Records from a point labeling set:
— START —

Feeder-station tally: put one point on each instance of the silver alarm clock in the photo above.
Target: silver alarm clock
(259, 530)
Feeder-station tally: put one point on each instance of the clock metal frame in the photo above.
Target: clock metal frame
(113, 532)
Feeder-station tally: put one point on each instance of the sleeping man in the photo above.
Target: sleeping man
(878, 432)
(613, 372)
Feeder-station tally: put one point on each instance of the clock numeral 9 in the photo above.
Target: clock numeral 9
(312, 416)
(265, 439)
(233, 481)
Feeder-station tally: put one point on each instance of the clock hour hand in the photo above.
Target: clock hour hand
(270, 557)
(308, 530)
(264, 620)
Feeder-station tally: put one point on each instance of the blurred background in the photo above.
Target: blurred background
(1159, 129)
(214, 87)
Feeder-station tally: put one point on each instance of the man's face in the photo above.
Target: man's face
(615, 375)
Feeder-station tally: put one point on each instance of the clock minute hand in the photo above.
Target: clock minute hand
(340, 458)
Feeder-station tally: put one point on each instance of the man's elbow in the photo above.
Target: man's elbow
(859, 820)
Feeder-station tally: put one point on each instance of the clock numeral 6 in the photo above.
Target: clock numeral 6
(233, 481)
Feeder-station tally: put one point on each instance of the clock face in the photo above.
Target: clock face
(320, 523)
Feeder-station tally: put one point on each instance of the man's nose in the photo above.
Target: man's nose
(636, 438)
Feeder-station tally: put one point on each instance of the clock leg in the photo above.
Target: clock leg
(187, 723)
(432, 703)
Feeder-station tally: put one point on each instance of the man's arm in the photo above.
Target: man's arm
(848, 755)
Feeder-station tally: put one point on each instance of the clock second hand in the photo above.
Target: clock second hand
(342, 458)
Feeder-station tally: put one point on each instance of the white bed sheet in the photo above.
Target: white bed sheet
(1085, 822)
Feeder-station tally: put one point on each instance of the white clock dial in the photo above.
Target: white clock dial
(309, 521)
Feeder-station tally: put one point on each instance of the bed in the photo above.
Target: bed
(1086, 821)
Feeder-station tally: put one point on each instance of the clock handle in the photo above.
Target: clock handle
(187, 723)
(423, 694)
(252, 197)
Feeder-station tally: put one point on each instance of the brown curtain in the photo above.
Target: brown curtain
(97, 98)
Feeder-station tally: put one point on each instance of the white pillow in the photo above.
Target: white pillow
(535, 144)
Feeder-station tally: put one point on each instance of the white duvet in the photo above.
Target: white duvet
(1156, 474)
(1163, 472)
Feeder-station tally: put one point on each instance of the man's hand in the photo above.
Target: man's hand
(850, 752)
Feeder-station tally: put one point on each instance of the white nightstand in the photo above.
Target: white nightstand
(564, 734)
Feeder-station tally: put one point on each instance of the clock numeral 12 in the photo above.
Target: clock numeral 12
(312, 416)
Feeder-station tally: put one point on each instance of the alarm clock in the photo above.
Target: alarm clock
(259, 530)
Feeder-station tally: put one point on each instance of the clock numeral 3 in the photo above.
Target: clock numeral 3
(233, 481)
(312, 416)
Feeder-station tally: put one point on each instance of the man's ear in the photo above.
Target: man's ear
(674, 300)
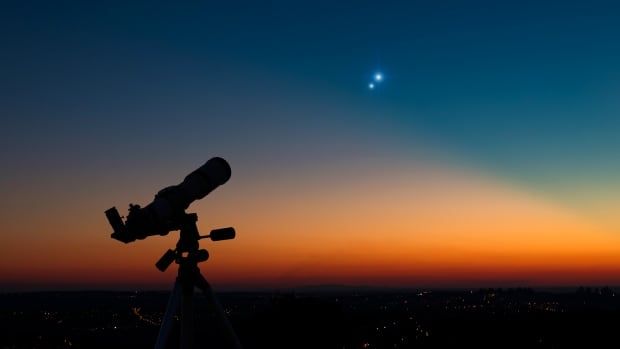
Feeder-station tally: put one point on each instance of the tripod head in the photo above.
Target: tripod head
(187, 251)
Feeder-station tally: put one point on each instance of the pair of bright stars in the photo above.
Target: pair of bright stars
(376, 80)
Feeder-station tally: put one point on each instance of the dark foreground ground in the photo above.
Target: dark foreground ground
(490, 318)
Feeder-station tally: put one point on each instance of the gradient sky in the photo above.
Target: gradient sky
(487, 157)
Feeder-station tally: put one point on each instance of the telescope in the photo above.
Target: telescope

— END —

*PROBLEM DESCRIPTION*
Write the listing above out again exactly, dropping each image.

*FINISHED EXERCISE*
Feeder-station tally: put one point on each instance of the silver alarm clock in the photo above.
Target: silver alarm clock
(259, 530)
Feeder-station tally: put one point on each instance of the clock metal frame in the photo above.
Target: clock metal frame
(113, 532)
Feeder-station tally: put one point on each instance of the sleeping man in the photo above.
Target: sleeping man
(878, 432)
(613, 372)
Feeder-station tally: put one point on each instance of the clock numeral 9 in the photo above.
Target: clock numeral 9
(312, 416)
(265, 439)
(233, 481)
Feeder-station tally: put one point on each instance of the clock hour hand in the photo above.
Target: clock hour hand
(270, 557)
(308, 530)
(264, 620)
Feeder-station tally: put one point on each instance of the blurred background in the photo above.
Target: blurred background
(1159, 129)
(214, 87)
Feeder-station tally: put one point on each instance of the man's face in the photo above.
Target: man's face
(615, 375)
Feeder-station tally: put one point on each instance of the clock minute hand in the photo above.
Target: clock minute hand
(340, 458)
Feeder-station tally: put one point on each instance of the man's elbow in the photo above.
Target: man's elbow
(859, 820)
Feeder-station tally: put one point on each instance of the clock numeral 6 in the photo above.
Target: clock numeral 6
(233, 481)
Feeder-station tally: put one point on each instance of the clock face in the photo above.
Target: clock face
(320, 523)
Feeder-station tally: put one point on each instance of the man's nose in the photo above.
Target: man's nose
(636, 438)
Feeder-station tally: put one point on each instance of the clock leg in the photo above.
Target: clock leg
(187, 723)
(432, 703)
Feeder-station tally: put one point on each instance of the man's arm in the photo above.
Target: man's arm
(848, 755)
Feeder-station tally: put one point on each instance of the clock second hand in the photo above.
Target: clock second hand
(342, 458)
Feeder-station tally: put one point on each instance of the white bed sheet in the photo above.
Target: white bed sheet
(1085, 822)
Feeder-station tally: put one point on each instance of the white clock dial in the photo above.
Target: white clock dial
(309, 521)
Feeder-station tally: put one point on each instance of the bed in the photo above.
Target: bed
(1086, 821)
Feeder-station tally: put one point on each instance of the clock handle in the photo above.
Target: clock handle
(187, 723)
(423, 694)
(252, 197)
Feeder-station tally: put one point on each instance of the brown curtain in the photo above.
Target: brown curtain
(97, 98)
Feeder-station tally: put one point on each instance of the white pillow in the photo above.
Target: white pillow
(535, 144)
Feeder-station tally: put one point on each instance of the white duvet in the photo above.
Target: white duvet
(1156, 474)
(1163, 472)
Feeder-station tally: put one point on each instance of the man's hand in the photo above.
Target: man's hand
(850, 752)
Feeder-station tally: put one point on each instance of the white nightstand in the photo above.
Target: white nightstand
(564, 734)
Feeder-station tally: put one point on each instance of the clock numeral 12 in the photo above.
Target: clock numeral 12
(312, 416)
Feeder-station tally: put one point on each instance of the alarm clock in the photo above.
Target: alarm clock
(259, 530)
Feeder-station tally: put one point on each instance of the clock numeral 3 in the photo above.
Target: clock numeral 3
(233, 481)
(312, 416)
Feeder-station tally: put one point on each instance of the man's ear in the photo above.
Target: man's ear
(674, 300)
Feeder-station tally: put one point on each instance of the tripod head in the photo above.
Target: tripod head
(187, 251)
Feeder-station tally: put one point on each instance of the pair of bright stars in the photo above.
Target: pair of bright stars
(376, 80)
Feeder-station tally: put one point on each instance of the dark foreground ground in the photo above.
Target: dark foreground ground
(490, 318)
Feeder-station tally: put one point on each instance of the gradient sky in the photo above.
Target: gradient sky
(487, 157)
Feeder-station tally: put one point on each instance of the telescope in the photo above.
Target: telescope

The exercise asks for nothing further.